• Task goal:
Reproduce every one of the following entries verbatim, line by line, and omit the pictures from your reply.

• Listing:
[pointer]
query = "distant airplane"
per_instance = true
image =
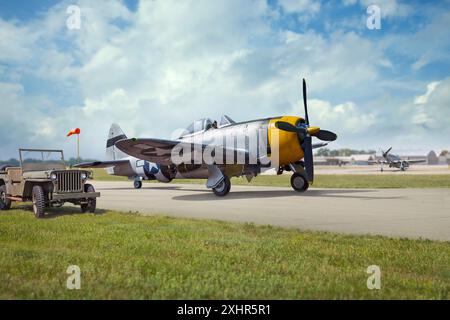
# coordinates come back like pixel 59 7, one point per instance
pixel 394 161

• Correct answer:
[pointer]
query = "distant airplane"
per_instance = true
image =
# coordinates come back like pixel 59 7, one point per instance
pixel 394 161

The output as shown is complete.